Point localization data
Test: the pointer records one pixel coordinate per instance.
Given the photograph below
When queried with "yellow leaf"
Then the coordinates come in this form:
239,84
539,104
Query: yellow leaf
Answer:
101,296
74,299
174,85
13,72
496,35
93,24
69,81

--- ACTIVITY ---
Across the records, how many lines carry the word "yellow"? The answer should be a number alone.

--- REPLY TO THE TASK ---
2